(Data items)
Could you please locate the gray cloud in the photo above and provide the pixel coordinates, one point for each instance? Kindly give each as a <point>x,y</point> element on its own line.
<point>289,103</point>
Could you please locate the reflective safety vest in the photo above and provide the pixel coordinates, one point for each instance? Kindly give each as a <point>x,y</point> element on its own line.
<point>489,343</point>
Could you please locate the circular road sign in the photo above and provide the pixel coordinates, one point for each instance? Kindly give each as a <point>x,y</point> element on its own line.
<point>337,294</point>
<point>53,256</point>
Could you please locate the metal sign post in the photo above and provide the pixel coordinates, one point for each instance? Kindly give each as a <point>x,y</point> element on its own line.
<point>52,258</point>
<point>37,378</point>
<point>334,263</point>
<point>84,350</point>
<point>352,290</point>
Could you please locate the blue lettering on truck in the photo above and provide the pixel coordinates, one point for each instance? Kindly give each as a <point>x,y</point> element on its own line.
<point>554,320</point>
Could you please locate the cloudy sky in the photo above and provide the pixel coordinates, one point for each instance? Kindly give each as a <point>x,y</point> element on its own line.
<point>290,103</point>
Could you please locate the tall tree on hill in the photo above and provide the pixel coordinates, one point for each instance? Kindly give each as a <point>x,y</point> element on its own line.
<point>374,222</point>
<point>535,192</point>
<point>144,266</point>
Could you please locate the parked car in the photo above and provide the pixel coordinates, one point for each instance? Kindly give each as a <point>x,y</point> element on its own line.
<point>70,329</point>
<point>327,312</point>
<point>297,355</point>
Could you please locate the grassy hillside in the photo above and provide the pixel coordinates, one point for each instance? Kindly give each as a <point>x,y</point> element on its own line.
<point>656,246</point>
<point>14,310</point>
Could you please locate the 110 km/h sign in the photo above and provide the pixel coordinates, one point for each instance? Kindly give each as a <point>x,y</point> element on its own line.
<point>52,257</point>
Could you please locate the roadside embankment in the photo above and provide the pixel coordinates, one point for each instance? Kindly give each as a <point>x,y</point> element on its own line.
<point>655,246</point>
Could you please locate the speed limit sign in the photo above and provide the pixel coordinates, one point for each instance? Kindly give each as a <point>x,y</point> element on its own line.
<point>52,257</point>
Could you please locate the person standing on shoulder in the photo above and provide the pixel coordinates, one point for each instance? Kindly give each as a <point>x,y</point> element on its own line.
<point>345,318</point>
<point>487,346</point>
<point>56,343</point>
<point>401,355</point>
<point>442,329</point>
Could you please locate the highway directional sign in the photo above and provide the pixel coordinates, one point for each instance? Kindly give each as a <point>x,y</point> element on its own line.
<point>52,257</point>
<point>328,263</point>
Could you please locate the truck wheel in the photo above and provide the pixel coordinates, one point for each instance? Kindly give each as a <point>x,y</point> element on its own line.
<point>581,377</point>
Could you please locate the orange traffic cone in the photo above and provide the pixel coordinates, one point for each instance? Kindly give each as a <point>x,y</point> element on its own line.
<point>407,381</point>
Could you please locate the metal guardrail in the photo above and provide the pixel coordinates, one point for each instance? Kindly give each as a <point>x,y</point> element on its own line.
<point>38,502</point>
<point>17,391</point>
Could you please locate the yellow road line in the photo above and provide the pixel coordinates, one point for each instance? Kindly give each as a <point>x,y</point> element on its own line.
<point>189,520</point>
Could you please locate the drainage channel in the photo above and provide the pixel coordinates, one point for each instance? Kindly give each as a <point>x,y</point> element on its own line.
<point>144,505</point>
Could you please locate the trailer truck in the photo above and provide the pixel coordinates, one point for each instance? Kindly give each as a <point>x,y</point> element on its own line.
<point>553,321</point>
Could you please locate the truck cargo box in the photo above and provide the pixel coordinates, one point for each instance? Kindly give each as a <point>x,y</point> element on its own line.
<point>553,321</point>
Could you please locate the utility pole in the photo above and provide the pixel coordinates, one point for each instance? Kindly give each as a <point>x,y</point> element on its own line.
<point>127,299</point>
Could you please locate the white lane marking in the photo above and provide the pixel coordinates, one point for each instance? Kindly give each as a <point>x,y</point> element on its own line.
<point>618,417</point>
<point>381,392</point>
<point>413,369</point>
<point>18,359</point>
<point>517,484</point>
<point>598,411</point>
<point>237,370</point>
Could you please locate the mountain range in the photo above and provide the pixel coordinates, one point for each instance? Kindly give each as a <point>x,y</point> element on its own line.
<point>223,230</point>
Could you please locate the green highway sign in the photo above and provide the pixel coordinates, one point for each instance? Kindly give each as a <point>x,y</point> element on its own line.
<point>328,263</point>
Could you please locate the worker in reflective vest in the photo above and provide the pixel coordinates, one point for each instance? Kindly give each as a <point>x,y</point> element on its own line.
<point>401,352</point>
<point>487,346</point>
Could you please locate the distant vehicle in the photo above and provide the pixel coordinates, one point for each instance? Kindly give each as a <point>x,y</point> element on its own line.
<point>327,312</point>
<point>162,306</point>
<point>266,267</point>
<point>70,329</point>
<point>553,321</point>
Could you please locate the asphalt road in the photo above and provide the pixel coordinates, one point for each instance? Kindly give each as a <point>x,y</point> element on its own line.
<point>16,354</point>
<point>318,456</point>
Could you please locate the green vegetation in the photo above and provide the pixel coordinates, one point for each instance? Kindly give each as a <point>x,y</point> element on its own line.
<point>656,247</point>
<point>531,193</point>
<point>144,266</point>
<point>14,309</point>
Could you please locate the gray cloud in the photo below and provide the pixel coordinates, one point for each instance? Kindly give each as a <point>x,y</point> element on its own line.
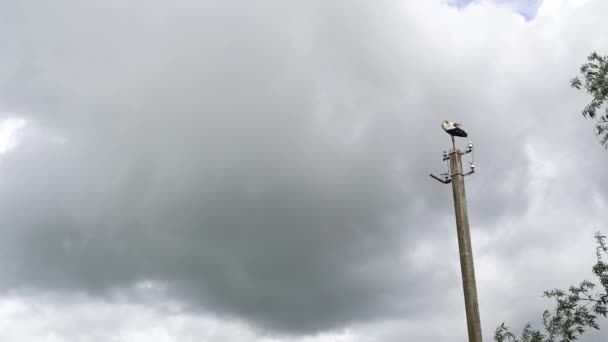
<point>270,162</point>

# What you will do:
Rewrite each line of the items above as one string in a JSON list, leaving out blank lines. Omit the pictures from the list.

# In response:
[
  "Could you please locate the gray cloud in the photo above and provide the pixel coordinates, one point for each instance? Kindly give each as a <point>x,y</point> element on its own line.",
  "<point>289,103</point>",
  "Could you please locate the reflective safety vest in the photo above and provide the pixel coordinates, one point for each instance? Kindly give each as a <point>x,y</point> element on its own line.",
  "<point>489,343</point>",
  "Could you please locate the circular road sign in the photo above and provide the pixel coordinates, one point for each instance? Kindly give each as a <point>x,y</point> element on its own line.",
  "<point>337,294</point>",
  "<point>53,256</point>",
  "Could you please locate the metal sign post in the photo above and provide the pixel coordinates, one point for each instance? Kindly give each as a <point>x,y</point> element on its own line.",
  "<point>52,258</point>",
  "<point>37,378</point>",
  "<point>334,263</point>",
  "<point>84,350</point>",
  "<point>352,290</point>",
  "Could you please locate the blue lettering on truck in the photo above and provide the pixel coordinates, one point for each instance? Kindly give each as a <point>x,y</point> element on its own line.",
  "<point>554,320</point>",
  "Could you please locate the cloudy sky in the photo above and provide the pixel coordinates, one point for each instance? Kindly give each as a <point>x,y</point> element on its own line.",
  "<point>290,103</point>",
  "Could you please locate the tall tree on hill in the photo above and provide the pixel coordinates, one point for each instance? Kindly give each as a <point>x,y</point> element on its own line.",
  "<point>374,222</point>",
  "<point>535,192</point>",
  "<point>144,266</point>",
  "Could you please locate the parked car in the photo above and provide the pixel coordinates, one point for each instance? Kindly give each as a <point>x,y</point> element on its own line.",
  "<point>70,329</point>",
  "<point>327,312</point>",
  "<point>297,355</point>",
  "Could you please locate the grassy hillside in the photo above and provide the pixel coordinates, one point for each instance? Kindly give each as a <point>x,y</point> element on its own line.",
  "<point>656,246</point>",
  "<point>14,310</point>",
  "Could you please locate the 110 km/h sign in the photo above and provide the pixel coordinates, one point for each instance? Kindly give each as a <point>x,y</point> element on its own line.",
  "<point>52,257</point>",
  "Could you please locate the roadside embankment in the photo above and provide the pixel coordinates, one point for each instance? Kindly give each as a <point>x,y</point> element on its own line.",
  "<point>655,246</point>",
  "Could you please locate the speed limit sign in the photo above and provide the pixel coordinates, one point for each instance? Kindly give each as a <point>x,y</point> element on its own line.",
  "<point>52,257</point>",
  "Could you please locate the person standing on shoulder in the photo above and provide the pixel coordinates, one point for each instance? Kindly give each as a <point>x,y</point> element on its own line.",
  "<point>345,318</point>",
  "<point>487,346</point>",
  "<point>56,343</point>",
  "<point>401,355</point>",
  "<point>442,329</point>",
  "Could you please locate the highway directional sign in the photo above and provide the pixel coordinates, one point for each instance? Kindly give each as a <point>x,y</point> element on its own line.",
  "<point>52,257</point>",
  "<point>328,263</point>",
  "Could you please locate the truck wheel in the photo above and provide the pixel coordinates, one point for each instance? Kindly give each as a <point>x,y</point> element on its own line.",
  "<point>581,377</point>",
  "Could you please locate the orange traffic cone in the photo above and provide the pixel coordinates, one point for each instance? Kindly give each as a <point>x,y</point> element on its own line.",
  "<point>407,381</point>",
  "Could you please locate the metal guardrail in the photo above and provide the pixel coordinates, one point for each instance? Kindly give each as a <point>x,y</point> element on its own line.",
  "<point>38,502</point>",
  "<point>17,391</point>",
  "Could you please locate the yellow road line in the photo above and provide the pixel coordinates, one point for each instance? Kindly give each as a <point>x,y</point> element on its own line.",
  "<point>189,520</point>",
  "Could you please locate the drainage channel in the photo above and provide the pixel coordinates, one point for each instance? Kindly give each as a <point>x,y</point> element on its own line.",
  "<point>144,505</point>",
  "Could you please locate the trailer truck in the photo above and provide the pixel coordinates, one point for each instance? Kindly give each as a <point>x,y</point> element on its own line.",
  "<point>553,321</point>",
  "Could you please locate the truck cargo box in the photo above and provide the pixel coordinates, one point for each instance? Kindly give each as a <point>x,y</point> element on its own line.",
  "<point>553,321</point>",
  "Could you please locate the utility pole in the photo above and provide the pixel coordinates, one point for each instance? Kindly give each as a <point>x,y</point> element on its own line.",
  "<point>127,299</point>",
  "Could you please locate the white lane marking in the photo above and provide the pixel coordinates, one point for each instance? Kindly give each as a <point>x,y</point> element on its own line.",
  "<point>618,417</point>",
  "<point>381,392</point>",
  "<point>413,369</point>",
  "<point>18,359</point>",
  "<point>517,484</point>",
  "<point>598,411</point>",
  "<point>237,370</point>",
  "Could you please locate the mountain range in the photo above and provide the pixel coordinates, one point for each instance? Kindly give each as a <point>x,y</point> element on its own line.",
  "<point>223,230</point>",
  "Could you please locate the green highway sign in the photo above and provide the pixel coordinates, one point for each instance? Kindly give each as a <point>x,y</point> element on its own line.",
  "<point>328,263</point>",
  "Could you please locate the worker in reflective vest in the photo above and provide the pixel coordinates, one point for each instance? Kindly give each as a <point>x,y</point> element on its own line.",
  "<point>401,352</point>",
  "<point>487,346</point>",
  "Could you please locate the distant vehicle in the photo above and provide the pixel coordinates, one point for each instance? Kindly give each as a <point>x,y</point> element on its own line.",
  "<point>327,312</point>",
  "<point>162,306</point>",
  "<point>266,267</point>",
  "<point>70,329</point>",
  "<point>553,321</point>",
  "Could you please locate the asphalt road in the photo above and provide the pixel coordinates, one point for each instance? Kindly give each as a <point>x,y</point> element on its own line.",
  "<point>16,354</point>",
  "<point>318,456</point>",
  "Could you please locate the green vegetation in the photo above and provide the pixel coordinates, one point for each instance? Kindly give each as a <point>x,y</point> element on its own line.",
  "<point>656,247</point>",
  "<point>531,193</point>",
  "<point>144,266</point>",
  "<point>14,309</point>",
  "Could you please locate the gray cloud in the photo below and provide the pixel coordinates, one point for each instance? Kindly give each as a <point>x,y</point> element on its own line.",
  "<point>270,162</point>"
]